# [DATASET CONTENT]
(begin)

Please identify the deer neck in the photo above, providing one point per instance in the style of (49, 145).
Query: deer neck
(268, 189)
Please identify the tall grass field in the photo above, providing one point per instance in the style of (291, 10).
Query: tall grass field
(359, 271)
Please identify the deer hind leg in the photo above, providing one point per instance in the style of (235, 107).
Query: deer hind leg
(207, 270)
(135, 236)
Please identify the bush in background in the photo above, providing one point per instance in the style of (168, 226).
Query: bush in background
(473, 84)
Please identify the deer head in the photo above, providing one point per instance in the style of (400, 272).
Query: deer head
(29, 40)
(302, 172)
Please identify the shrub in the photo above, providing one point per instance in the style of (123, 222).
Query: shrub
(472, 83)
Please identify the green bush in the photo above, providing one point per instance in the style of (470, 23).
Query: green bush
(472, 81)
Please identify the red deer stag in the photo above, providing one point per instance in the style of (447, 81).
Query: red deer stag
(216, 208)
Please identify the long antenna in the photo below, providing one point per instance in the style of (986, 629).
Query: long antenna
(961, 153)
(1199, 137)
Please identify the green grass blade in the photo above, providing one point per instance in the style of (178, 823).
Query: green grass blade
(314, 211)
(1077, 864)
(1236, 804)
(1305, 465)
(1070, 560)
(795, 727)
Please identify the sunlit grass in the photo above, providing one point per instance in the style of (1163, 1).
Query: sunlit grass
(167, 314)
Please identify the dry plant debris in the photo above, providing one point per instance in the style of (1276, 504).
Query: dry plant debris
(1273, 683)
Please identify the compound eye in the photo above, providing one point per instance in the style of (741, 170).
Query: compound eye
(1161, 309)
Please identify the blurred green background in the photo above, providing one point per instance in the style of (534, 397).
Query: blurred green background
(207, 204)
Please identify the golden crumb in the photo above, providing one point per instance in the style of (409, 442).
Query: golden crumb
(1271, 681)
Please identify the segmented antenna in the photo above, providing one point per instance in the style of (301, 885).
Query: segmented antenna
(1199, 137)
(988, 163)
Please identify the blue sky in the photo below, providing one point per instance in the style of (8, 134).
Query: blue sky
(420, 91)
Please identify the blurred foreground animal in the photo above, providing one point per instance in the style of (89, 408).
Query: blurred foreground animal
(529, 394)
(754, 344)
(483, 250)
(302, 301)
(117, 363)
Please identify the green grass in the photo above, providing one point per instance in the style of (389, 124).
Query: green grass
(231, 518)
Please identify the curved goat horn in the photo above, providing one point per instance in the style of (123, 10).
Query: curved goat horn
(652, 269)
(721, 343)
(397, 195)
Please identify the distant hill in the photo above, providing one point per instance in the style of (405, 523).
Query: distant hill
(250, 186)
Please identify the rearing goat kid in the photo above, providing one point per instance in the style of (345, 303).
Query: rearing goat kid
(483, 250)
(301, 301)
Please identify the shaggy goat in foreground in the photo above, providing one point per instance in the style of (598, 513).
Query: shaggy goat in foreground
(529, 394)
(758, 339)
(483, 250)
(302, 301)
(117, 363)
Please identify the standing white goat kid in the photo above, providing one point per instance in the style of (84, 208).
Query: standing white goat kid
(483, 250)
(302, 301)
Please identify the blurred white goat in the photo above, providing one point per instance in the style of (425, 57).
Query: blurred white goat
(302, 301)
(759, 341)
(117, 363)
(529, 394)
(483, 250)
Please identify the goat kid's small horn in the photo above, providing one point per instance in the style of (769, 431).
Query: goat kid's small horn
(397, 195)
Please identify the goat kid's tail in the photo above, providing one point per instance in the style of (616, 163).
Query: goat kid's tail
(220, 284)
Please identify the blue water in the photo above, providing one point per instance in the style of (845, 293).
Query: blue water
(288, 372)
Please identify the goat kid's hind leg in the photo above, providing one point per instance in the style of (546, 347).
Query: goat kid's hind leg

(end)

# [INSTRUCTIONS TO FOLLOW]
Rewrite the material from the line containing "Please identify the blurred white" through the end, swapping "goat kid's" for "young goat's" and leaving everything else unchanged.

# [THE RESPONSE]
Please identify the blurred white goat in the photo above, providing one point per instance in the style of (425, 57).
Query: blurred white goat
(302, 301)
(759, 341)
(117, 363)
(529, 394)
(483, 250)
Please identify the young goat's small horn in the photo above, providing one point per instance in the style of (769, 431).
Query: young goat's small horn
(397, 195)
Please identify the young goat's tail in the photo above, providing one point per instance in the style of (616, 163).
Query: young goat's tail
(220, 284)
Please identify the blue water in the photo above, providing one point per instance in the style of (845, 293).
Query: blue water
(288, 372)
Please identify the young goat's hind leg in the photo above, providing one point per instance in the style of (546, 347).
Query: young goat's hind leg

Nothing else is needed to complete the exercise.